■ **Your tasks**
1 - Decide whether each statement agrees with the passage on Hong Kong's curriculum redesign. Answer yes or no and quote the deciding words. (a) The government decided to move to a four-year bachelor's program in 2012. (b) Jessica King's new course was taught to final-year students. (c) Hong Kong has eight public universities.
2 - Please resume the passage on Hong Kong's curriculum redesign from its final sentence, not the data.

■ **Provided passage**
*-*-*

Jessica King is a geologist at the University of Hong Kong. This year she taught a new course on scientific literacy to first-year students, encouraging them to take an informed and skeptical look at how data are used in media coverage of controversial topics like climate change.
The class, she says, was a success. Students are not afraid to ask questions, she jokes, because “they’re no longer scared that if they don’t know the correct terminology I’m going to beat them up.”
Ms. King believes that the open-ended nature of the new course aided that dynamic.
Her class is just one example of the University of Hong Kong’s radical redesign of its curriculum. Spurred by the government’s decision to move to an American-style, four-year bachelor’s program in 2012—away from the three-year degree inherited from the British—the territory’s eight public universities are revamping their academic programs.
The boldest reworking is taking place at the University of Hong Kong, the most prestigious of the eight, which has seized the opportunity to reimagine its entire curriculum.

*-*-*

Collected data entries
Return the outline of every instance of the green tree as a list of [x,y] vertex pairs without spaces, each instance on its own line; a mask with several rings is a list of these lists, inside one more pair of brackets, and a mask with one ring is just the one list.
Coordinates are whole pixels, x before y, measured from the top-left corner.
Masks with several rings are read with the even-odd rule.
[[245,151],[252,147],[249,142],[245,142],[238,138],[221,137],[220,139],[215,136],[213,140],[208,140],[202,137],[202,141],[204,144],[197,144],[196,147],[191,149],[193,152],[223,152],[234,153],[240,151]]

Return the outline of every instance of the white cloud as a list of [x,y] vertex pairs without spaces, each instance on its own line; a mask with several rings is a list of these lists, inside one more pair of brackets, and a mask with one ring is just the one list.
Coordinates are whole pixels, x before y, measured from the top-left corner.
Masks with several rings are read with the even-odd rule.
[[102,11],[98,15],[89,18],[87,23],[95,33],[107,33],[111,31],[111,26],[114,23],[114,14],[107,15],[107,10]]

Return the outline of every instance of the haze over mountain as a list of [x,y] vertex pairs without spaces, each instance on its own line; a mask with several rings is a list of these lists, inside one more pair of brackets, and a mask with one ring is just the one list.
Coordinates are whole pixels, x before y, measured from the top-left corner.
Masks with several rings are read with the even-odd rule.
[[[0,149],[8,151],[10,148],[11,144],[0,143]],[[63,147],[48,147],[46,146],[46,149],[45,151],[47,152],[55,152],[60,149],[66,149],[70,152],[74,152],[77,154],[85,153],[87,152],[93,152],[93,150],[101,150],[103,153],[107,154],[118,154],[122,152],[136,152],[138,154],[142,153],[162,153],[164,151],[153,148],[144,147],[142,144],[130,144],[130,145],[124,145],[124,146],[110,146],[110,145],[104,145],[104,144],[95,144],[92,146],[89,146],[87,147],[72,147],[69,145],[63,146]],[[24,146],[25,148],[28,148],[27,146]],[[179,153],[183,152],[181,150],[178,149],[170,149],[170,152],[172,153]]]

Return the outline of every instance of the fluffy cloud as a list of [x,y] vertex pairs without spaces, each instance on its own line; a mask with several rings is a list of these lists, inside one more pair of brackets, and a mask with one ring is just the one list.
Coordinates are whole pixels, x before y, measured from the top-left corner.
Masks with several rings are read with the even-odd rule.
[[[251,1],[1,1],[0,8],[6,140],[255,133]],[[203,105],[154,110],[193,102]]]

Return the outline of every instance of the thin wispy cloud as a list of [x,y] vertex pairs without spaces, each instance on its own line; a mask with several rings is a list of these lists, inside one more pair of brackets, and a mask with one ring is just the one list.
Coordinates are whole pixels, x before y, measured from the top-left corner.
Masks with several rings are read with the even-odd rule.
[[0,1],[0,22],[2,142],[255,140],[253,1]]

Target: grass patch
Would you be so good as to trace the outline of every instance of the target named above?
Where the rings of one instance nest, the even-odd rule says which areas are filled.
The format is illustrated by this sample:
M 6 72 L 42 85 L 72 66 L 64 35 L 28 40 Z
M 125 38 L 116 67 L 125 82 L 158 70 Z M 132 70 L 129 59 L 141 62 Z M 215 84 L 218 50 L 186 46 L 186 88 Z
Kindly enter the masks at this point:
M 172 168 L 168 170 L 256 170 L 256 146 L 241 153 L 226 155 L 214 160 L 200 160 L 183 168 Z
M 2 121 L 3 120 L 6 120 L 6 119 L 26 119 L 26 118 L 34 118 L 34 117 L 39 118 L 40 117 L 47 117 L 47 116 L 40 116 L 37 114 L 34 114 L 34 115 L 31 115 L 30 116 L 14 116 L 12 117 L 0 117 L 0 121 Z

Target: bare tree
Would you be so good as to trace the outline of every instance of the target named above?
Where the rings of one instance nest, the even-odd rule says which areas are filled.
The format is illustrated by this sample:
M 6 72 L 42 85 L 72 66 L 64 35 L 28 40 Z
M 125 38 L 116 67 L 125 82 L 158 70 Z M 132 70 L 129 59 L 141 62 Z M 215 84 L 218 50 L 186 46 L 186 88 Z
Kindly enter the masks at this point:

*-*-*

■ **Outputs for the tasks**
1 -
(a) Yes: "the government’s decision to move to an American-style, four-year bachelor’s program in 2012"
(b) No: "a new course on scientific literacy to first-year students"
(c) Yes: "the territory’s eight public universities"

2 -
Gone is any trace of early specialization. In its place is a “common core” curriculum from which all students must take courses during their first two years, no matter what their major. Academic departments are changing the requirements for some majors, but the common core has perhaps garnered the most energy and attention on the campus.
The common core is designed to be provocative, modern, and multidisciplinary, its architect says.
“The first thing I want to get them to do is to ask questions. It’s not really about right or wrong, it’s about perspectives,” says Amy B.M. Tsui, pro vice chancellor for teaching and learning, who is leading the redesign.
The common core covers four “areas of inquiry,” as they are known: humanities; global issues; Chinese culture, state, and society; and scientific and technological literacy.
“We’re trying to get away from the idea that there’s a body of essential knowledge,” says Gwyn Edwards, coordinator for the common-core curriculum and a former member of the education faculty. “The common core is an attempt to engage students with questions about the human condition.”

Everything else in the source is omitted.